* _SUPPLIED DATA_:
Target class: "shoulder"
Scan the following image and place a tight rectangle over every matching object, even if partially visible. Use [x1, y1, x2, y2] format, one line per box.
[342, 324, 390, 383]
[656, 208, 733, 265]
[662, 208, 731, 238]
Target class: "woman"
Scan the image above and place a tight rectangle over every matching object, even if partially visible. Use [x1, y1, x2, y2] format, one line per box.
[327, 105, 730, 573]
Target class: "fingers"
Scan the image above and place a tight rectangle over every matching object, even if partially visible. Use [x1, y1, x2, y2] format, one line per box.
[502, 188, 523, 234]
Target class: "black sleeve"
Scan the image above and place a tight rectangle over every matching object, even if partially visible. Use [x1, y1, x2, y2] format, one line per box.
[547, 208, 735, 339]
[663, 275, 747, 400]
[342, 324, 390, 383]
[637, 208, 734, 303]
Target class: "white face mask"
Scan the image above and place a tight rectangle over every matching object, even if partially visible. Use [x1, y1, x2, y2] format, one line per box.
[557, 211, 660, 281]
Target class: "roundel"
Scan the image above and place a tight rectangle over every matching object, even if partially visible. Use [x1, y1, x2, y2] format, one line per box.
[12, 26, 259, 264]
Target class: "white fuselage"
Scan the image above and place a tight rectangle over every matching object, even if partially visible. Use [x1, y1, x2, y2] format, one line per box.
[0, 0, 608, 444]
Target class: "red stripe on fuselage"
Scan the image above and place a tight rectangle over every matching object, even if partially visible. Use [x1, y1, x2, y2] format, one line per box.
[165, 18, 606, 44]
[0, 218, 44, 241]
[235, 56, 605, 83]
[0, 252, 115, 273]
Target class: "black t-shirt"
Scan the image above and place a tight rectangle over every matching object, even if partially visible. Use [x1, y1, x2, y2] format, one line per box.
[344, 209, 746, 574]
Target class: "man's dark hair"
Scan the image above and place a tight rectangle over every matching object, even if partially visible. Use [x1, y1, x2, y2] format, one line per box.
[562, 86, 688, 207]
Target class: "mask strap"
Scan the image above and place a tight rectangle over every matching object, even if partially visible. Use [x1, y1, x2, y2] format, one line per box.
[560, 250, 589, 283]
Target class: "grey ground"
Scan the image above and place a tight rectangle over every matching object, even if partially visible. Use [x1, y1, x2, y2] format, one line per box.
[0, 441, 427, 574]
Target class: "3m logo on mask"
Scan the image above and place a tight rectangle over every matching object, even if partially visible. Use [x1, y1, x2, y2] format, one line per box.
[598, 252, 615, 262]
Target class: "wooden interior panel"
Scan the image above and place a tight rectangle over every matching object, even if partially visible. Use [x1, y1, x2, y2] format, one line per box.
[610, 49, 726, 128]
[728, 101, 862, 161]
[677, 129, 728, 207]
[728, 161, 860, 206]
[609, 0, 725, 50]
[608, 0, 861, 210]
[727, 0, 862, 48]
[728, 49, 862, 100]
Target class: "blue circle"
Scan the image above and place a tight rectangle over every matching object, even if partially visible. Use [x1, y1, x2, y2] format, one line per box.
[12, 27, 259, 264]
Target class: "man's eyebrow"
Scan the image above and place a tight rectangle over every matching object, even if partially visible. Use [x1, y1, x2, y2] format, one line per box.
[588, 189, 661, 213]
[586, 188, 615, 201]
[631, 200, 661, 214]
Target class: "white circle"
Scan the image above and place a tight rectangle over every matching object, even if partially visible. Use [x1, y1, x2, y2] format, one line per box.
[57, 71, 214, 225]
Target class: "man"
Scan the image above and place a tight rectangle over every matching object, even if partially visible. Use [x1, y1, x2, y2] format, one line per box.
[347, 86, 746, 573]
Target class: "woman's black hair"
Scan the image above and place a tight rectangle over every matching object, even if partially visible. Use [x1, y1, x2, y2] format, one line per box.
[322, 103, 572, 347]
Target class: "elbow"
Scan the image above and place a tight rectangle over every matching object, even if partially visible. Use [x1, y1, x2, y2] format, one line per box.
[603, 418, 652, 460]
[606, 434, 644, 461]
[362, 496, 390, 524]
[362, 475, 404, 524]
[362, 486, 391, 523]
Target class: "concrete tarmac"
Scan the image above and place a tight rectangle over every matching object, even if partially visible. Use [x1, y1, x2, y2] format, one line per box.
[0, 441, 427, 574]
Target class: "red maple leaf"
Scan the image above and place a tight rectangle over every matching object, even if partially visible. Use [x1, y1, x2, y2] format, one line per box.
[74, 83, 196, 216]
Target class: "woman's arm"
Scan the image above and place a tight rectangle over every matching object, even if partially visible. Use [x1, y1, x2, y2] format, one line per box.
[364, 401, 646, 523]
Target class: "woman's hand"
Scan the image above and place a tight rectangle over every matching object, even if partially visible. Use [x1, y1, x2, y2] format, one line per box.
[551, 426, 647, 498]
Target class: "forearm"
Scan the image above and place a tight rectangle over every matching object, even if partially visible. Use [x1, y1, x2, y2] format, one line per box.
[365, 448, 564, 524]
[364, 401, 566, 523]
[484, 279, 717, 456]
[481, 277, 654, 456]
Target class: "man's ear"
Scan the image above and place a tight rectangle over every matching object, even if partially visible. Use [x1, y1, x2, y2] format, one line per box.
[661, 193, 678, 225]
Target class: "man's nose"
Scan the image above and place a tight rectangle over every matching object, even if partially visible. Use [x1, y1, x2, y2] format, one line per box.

* _ACTIVITY_: The response should consist of the entries above, retyped exactly.

* _TASK ANSWER_:
Target class: "shoulder"
Scan the following image and place a tight rectangle over every matching object, even if partially visible. Use [x1, y1, x2, y2] format, one line per box.
[342, 324, 390, 383]
[656, 208, 733, 265]
[662, 208, 731, 238]
Target class: "woman"
Scan the image above and place a tight rectangle over every matching object, even if partially visible. Use [x1, y1, x2, y2] format, one line per box.
[327, 105, 730, 573]
Target class: "fingers"
Scan the image above and place a tight rectangle over every matching object, even if partially visible. Use [x1, y1, x2, y2] format, one line per box.
[502, 188, 523, 234]
Target class: "black sleeve"
Scan the image above and place a tight rectangle over every matching object, even if partially visible. Use [x1, y1, x2, y2] format, one line per box.
[547, 208, 735, 339]
[663, 275, 747, 400]
[342, 324, 390, 383]
[637, 208, 734, 303]
Target class: "white face mask"
Scan the image above and place a tight rectangle over every matching object, even if partially visible. Use [x1, y1, x2, y2] format, one line per box.
[557, 211, 660, 281]
Target class: "roundel"
Scan the image above and place a tight rectangle over every matching object, even if partially visible. Use [x1, y1, x2, y2] format, one line per box.
[12, 26, 259, 264]
Target class: "white fuselage"
Scan the image above and place a tight rectangle over every matching object, even if partially visible. Use [x1, y1, x2, y2] format, one line per box.
[0, 0, 608, 444]
Target class: "red stripe on fuselage"
Scan the image above and place a tight rectangle over every matching object, even if partially visible. Use [x1, y1, x2, y2] format, one line per box.
[165, 18, 606, 44]
[0, 218, 44, 241]
[235, 56, 605, 83]
[0, 252, 115, 273]
Target class: "black t-shirt"
Scan the image above and place a tight rectangle over every matching object, even if partially visible. Use [x1, y1, x2, y2] format, one line per box.
[344, 209, 746, 574]
Target class: "man's dark hair"
Scan the image above and place a tight rectangle over every matching object, even if partially visible. Use [x1, y1, x2, y2] format, one line per box.
[562, 86, 688, 207]
Target class: "mask strap"
Scan the image above and place a tight rectangle over every matching object, even if partially visible. Use [x1, y1, x2, y2] format, one line per box.
[560, 250, 589, 283]
Target class: "grey ground"
Scan the image above and place a tight rectangle over every matching object, even if partially visible. Use [x1, y1, x2, y2] format, one line per box.
[0, 441, 427, 574]
Target class: "3m logo on mask"
Scan the image above and place a tight rectangle over every matching object, even if partially visible. Use [x1, y1, x2, y2] format, one line per box.
[598, 252, 615, 262]
Target class: "wooden interior panel"
Scan the image above and place a tight rectangle over every matching object, even if partially visible. Use [x1, y1, x2, y2] format, one line per box.
[610, 49, 726, 128]
[728, 101, 862, 161]
[677, 129, 728, 207]
[728, 161, 860, 206]
[609, 0, 725, 50]
[608, 0, 861, 210]
[727, 0, 862, 48]
[728, 49, 862, 100]
Target class: "blue circle"
Scan the image above and place a tight rectangle over every matching object, even if partially visible. Use [x1, y1, x2, y2] format, one line per box.
[12, 27, 259, 264]
Target class: "man's eyebrow"
Scan the image above and place a tight rectangle over every matching object, even if partially visible. Use [x1, y1, x2, y2] format, one line per box.
[588, 189, 661, 213]
[586, 188, 615, 201]
[631, 200, 661, 214]
Target class: "white circle"
Scan the image above and place a tight rectangle over every matching object, even if partially visible. Use [x1, y1, x2, y2] format, one line per box.
[57, 71, 214, 225]
Target class: "man"
Scan the image above and place a tight rectangle over every matching object, even if partially visible. Use [x1, y1, x2, y2] format, one line per box.
[347, 86, 746, 573]
Target class: "woman's black hair"
Scan the image above and place a tight rectangle over every matching object, even if partially visible. Use [x1, y1, x2, y2] format, one line per box.
[322, 103, 572, 347]
Target class: "elbow"
Scan the image above and place a tight rectangle over every matching object, even if partially visible. Use [x1, y1, x2, y2] format, one line per box.
[603, 418, 652, 460]
[606, 434, 644, 461]
[362, 496, 390, 524]
[362, 475, 404, 524]
[362, 486, 391, 523]
Target class: "concrete tarmac"
Scan the image above and place a tight rectangle over every matching object, even if partially visible. Use [x1, y1, x2, y2] format, one line per box.
[0, 441, 427, 574]
Target class: "red maple leaf"
Scan the image above and place a tight rectangle over every matching object, even if partially visible. Use [x1, y1, x2, y2] format, one line per box.
[74, 83, 196, 216]
Target class: "woman's arm"
Scan the image above and place a tight rectangle over every matching object, even if partially visible. Use [x1, y1, x2, y2] format, one line per box.
[364, 401, 646, 523]
Target class: "woman's hand"
Scan the image above and place a tight rectangle over every matching object, even if partially visible. Use [x1, y1, x2, y2] format, one line per box.
[551, 426, 647, 498]
Target class: "forearm"
Scan the image above and place a tight rectangle over every matching object, even if partially visible. Use [x1, y1, x2, y2] format, one line per box.
[365, 448, 564, 524]
[364, 401, 566, 523]
[484, 279, 717, 456]
[481, 277, 654, 456]
Target class: "man's ear"
Scan the image above and place a tight rectangle over every matching object, even if partially visible. Use [x1, y1, x2, y2] format, one line per box.
[661, 193, 678, 225]
Target class: "man's nose"
Scan the image above and place a tight rectangle over every matching object, even if partially visible. Use [x1, y1, x2, y2] format, one line per box.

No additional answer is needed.